Reading passage:
— Begin —
JAISALMER: It seems like an age ago that we were in Mysore, where I posted the last lame blog story, but it has just been three weeks. Since that time we have come a bloody long way again, clocking up more miles on the train and bus than I care to calculate (yet). We have also had some varied standout and forgettable moments from getting a new travel companion and seeing more amazing sights and scenery to having to put up with polluted, rubbish filled cities and battle touts and other pests (including an audacious autorickshaw driver who chased us done a lane trying to take us to a commission paying hotel).
Mysore was a standout town for us and India; it was actually fairly clean and livable. There were large boulevards to walk down and a brilliant market to explore, and then there was its fabulous palace, built only a hundred years ago, but quite impressive. After trying to sneak in with our camera (they were banned) we joined the hundreds of locals in marveling at its magnificent rooms.
Our time in Mysore also coincided with the start of the India's major festival period; Diwali, the festival of lights. We have since christened it the never-ending Diwali as it has followed us like that autorickshaw. The festival would be great if it was just the fireworks but as it turns out it also involves kids igniting fire crackers - the exploding, banging kind.
There doesn't seem to be any regulation on the size of bang either. Sitting and trying to have an evening meal while an explosion rocks you and the buildings around is not much fun – especially in a country that has active terrorism. But that is just a minor complaint and since Mysore the sights we have seen more than make up for the long travel or kids risking their fingers.
— End —
Jobs:
**1.** Answer these questions about the travel blog post:
(a) How much time has passed since the last blog story was posted from Mysore?
(b) How long ago was the palace in Mysore built?
(c) What name have the writers given to Diwali?
**2.** Reproduce the passage from the travel blog post word for word, starting at "Mysore was a" and ending at "its magnificent rooms.".
**3.** Carry on the travel blog post about Mysore and Diwali from its final sentence.
None of the records is needed.

Labeled area outline entries:
— Begin —
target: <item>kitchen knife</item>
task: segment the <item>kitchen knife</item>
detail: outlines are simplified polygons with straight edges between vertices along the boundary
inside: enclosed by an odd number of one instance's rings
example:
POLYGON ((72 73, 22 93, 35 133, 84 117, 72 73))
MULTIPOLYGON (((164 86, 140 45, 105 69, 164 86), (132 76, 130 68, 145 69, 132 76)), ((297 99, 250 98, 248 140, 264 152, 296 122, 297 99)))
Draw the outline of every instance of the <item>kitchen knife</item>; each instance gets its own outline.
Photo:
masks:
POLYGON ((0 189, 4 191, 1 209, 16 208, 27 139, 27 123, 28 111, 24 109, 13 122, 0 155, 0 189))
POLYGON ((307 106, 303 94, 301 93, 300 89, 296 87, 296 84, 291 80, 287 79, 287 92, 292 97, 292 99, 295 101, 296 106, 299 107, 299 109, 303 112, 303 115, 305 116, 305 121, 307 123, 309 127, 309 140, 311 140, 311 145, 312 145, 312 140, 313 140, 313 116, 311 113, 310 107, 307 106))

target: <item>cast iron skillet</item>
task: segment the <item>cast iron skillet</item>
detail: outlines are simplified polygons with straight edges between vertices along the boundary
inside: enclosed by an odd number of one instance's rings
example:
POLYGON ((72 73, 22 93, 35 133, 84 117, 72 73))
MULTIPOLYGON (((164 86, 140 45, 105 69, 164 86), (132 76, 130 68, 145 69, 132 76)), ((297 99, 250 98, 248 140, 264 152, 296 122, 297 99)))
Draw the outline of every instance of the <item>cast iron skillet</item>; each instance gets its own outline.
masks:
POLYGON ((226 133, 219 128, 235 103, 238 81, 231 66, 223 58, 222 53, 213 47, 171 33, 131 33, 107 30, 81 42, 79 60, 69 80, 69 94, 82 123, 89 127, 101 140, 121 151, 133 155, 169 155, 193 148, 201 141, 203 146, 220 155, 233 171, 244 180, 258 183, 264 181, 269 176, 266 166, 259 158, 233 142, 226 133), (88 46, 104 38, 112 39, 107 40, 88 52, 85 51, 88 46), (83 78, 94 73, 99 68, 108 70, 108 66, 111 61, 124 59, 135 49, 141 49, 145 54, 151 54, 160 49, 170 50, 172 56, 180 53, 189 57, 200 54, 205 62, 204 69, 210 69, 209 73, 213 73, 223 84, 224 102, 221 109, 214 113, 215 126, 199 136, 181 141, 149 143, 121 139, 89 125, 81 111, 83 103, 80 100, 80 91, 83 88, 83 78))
— End —
Solved tasks:
**1.**
(a) Three weeks.
(b) Only a hundred years ago.
(c) The never-ending Diwali.

**2.**
Mysore was a standout town for us and India; it was actually fairly clean and livable. There were large boulevards to walk down and a brilliant market to explore, and then there was its fabulous palace, built only a hundred years ago, but quite impressive. After trying to sneak in with our camera (they were banned) we joined the hundreds of locals in marveling at its magnificent rooms.

**3.**
Firstly there was Hampi a boulder strewn region that once contained a capital city of an abandoned empire. The inhabitants were prodigious carvers and with the masses of material scattered around turned it all into an amazing rock city. Wandering around giant boulders to the forgotten temples and bazaars was one of the highlights for our trip in the south. Seeing as we almost did not have time to get there the experience was doubly magical.
Boulder strewn Hampi
Hampi was a highlight, so was Mysore, and then there was Bombay, our next stop. We came all the way from the south, clocking up those kilometres, to the big financial smokey town to meet Rob's sister. She had come all the way from Oz to meet us (bless her, someone who actually wants to travel with us for a month). We were going further north to where we hadn't been yet (it still hard to believe how big and varied this country is) and she was happily coming along for the ride.
The colonial architecture of the graceful buildings and busy bustling thoroughfares of Mumbai was our first shared experience. Unfortunately for me it was tainted by the expense of the place and is now also viewed through a bed bug riddled prism. Due to the cost of getting a room we ended up crashing at the cheapest place we found, the Salvos. God bless them, they provide cheapish rooms but they also came with some ferocious bed-bugs. Those blood sucking mites, savaged me for a few nights in a row. Luckily for Mumbai we have to go back there so it will get a chance to redeem itself.
We kept heading north and to begin with the journey wasn't that crash hot for us. To start there was a rough overnight train trip to Ahmedabad in sleeper class, the most basic, where me and Rob had to share a single bunk (a long story but not something I would repeat in a hurry). Then after reading a good review of the city with its old town we discovered that prosperous Ahmedabad was also one full of traffic and virtually devoid of accessible sights. Instead of a few nights there we quickly departed after one.
Then finally after a hard week or so we made it to almost mythical Rajasthan and it was fantastic to end up in its southern jewel, Udaipur. The city is another gem by Indian standards and although it doesn't take too much looking to see some of the more undesirable elements of India in its nooks and crannies the beauty of the architecture there overwhelmingly outweighed any negatives.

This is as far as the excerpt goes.